- What you need to do
1. In the post about the mayor's bulk item proposal, what does the DPW superintendent estimate the free service might cost?
2. Quote the listing from its first line through the line that contains "point(27, 78)", including both ends.

Wednesday, January 28, 2015

A New Initiative from the Mayor

According to the Register-Star, Mayor William Hallenbeck is proposing that, twice a year, residents be allowed to put junked appliances, furniture, mattresses, old tires, and other "bulk items" at the curb for the Department of Public Works to pick up free of charge: "Mayor looks to start up bulk item day." Currently, such items are picked up only once a year, and anyone who wants DPW to haul these things away must make arrangements in advance and pay a fee. The mayor wants this service offered twice a year, and he wants it to be free.

The mayor sees this as a quality of life issue. "The charge for the service reduces the amount of participants, allowing for the items to be dumped illegally in alleys and yards, creating unsafe and dangerous conditions." DWP superintendent Rob Perry is quoted in the article as saying "he imagined the service would be 'extremely expensive,' possibly $10,000 to $20,000, because of the large amount of dumping to be expected if there were no threat of punishment."

The mayor, however, in a statement quoted twice in the article, thinks the City can well afford it because of our healthy fund balance: "We have generated a lot of revenue and increased our fund balance substantially over my terms as a mayor. It's time we give a little relief to our residents."
That statement raises some questions. The mayor makes much of his success in holding the line on property taxes--"keeping our taxes low," as some of his supporters like to put it, although most Hudson property owners would complain that our taxes are hardly low. The mayor fought mightily to prevent the Common Council from raising an additional $70,000 in property taxes in 2015 to help create a capital reserve fund to pay for anticipated expenses not far down the road--replacing the Ferry Street Bridge and buying a new ladder truck for the fire department. So how, in three years of the current mayor's administration, did we end up with $1 million more in the fund balance? Were property owners in Hudson taxed $1 million more than was actually needed to run the City? That hardly seems likely.

- Records supplied
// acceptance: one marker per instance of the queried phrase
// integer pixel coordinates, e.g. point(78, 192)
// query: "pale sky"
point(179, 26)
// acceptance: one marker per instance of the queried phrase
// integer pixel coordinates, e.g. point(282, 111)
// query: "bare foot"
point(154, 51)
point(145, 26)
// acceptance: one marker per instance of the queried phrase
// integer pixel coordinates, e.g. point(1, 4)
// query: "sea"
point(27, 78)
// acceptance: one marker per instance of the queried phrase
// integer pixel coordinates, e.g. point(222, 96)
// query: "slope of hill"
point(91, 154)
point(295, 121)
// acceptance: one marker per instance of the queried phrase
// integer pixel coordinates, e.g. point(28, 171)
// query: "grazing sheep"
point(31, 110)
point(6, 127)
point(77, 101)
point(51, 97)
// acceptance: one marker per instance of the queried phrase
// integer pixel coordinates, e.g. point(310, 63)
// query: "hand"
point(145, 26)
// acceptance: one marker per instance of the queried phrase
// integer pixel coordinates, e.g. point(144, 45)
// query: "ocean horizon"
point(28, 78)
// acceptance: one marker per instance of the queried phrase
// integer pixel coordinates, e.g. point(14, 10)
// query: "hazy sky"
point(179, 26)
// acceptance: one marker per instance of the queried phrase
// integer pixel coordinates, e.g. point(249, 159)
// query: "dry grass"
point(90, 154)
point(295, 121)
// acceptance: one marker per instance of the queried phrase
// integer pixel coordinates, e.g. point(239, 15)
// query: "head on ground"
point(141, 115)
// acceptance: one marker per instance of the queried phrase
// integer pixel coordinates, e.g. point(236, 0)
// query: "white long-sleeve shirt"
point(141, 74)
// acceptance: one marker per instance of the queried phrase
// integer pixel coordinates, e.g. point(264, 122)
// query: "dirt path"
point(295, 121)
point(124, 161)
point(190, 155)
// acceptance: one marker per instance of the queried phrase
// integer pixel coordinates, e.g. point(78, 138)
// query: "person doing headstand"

- Per-task outputs
1. He estimates $10,000 to $20,000.

2.
// acceptance: one marker per instance of the queried phrase
// integer pixel coordinates, e.g. point(78, 192)
// query: "pale sky"
point(179, 26)
// acceptance: one marker per instance of the queried phrase
// integer pixel coordinates, e.g. point(282, 111)
// query: "bare foot"
point(154, 51)
point(145, 26)
// acceptance: one marker per instance of the queried phrase
// integer pixel coordinates, e.g. point(1, 4)
// query: "sea"
point(27, 78)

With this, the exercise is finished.